### EXERCISE DESCRIPTION
Beginning with the line containing "Tag the short" and ending with the last line, repeat the records exactly.
Start
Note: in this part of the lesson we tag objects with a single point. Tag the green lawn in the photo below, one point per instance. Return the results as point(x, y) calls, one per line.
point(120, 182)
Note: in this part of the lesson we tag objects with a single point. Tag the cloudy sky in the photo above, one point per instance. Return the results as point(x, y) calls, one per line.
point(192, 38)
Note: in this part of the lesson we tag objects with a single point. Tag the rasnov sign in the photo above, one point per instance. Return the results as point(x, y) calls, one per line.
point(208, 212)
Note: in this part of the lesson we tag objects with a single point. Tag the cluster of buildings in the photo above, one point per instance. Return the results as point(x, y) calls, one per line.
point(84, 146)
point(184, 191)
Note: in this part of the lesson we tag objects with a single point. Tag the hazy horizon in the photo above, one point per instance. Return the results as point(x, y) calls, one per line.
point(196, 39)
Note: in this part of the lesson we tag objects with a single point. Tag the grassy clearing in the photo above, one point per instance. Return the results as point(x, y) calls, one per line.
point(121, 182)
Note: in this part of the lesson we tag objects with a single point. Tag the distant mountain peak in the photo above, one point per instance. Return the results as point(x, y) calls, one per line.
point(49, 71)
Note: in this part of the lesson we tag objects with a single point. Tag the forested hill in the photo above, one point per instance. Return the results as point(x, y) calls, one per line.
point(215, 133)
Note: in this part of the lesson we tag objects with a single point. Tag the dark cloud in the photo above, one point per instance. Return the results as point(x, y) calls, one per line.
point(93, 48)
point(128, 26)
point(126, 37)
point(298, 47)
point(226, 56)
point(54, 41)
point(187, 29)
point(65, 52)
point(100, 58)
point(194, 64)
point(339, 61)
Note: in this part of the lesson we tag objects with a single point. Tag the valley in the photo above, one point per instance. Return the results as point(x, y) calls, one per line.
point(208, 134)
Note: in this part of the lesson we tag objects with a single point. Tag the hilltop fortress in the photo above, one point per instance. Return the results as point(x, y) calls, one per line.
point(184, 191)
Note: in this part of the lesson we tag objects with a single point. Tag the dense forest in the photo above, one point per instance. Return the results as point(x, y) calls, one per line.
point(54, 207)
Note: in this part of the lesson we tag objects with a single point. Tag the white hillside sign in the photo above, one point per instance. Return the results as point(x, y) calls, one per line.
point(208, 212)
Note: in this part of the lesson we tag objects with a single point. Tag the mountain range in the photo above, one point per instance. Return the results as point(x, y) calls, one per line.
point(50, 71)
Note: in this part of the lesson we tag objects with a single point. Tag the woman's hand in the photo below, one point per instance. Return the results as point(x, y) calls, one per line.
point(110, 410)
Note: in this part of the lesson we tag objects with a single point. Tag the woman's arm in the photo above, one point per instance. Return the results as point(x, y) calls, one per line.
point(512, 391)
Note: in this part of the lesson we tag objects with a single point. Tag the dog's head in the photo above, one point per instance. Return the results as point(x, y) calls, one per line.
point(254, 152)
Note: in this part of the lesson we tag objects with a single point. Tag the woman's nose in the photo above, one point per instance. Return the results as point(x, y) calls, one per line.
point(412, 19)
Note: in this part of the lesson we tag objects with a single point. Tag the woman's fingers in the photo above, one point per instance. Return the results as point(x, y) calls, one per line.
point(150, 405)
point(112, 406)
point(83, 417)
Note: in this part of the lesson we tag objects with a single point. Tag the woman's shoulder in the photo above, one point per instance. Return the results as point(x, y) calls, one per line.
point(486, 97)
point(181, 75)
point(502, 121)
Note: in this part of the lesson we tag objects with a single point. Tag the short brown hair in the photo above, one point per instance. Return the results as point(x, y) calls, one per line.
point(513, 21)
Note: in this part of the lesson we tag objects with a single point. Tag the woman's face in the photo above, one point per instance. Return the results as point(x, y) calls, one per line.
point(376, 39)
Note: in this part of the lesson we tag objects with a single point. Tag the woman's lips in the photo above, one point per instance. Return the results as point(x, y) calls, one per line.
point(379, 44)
End
### TASK RESULT
Note: in this part of the lesson we tag objects with a single point. Tag the short brown hair in the photo above, one point per instance. Return the results as point(x, y) calls, one per line.
point(513, 21)
Note: in this part of the lesson we tag objects with a single point. Tag the woman's face in the photo above, one point per instance. Return the results as point(x, y) calls, one per line.
point(376, 39)
Note: in this part of the lesson we tag objects with a single point. Tag the woman's lips in the photo above, one point per instance. Return the results as point(x, y) calls, one per line.
point(379, 44)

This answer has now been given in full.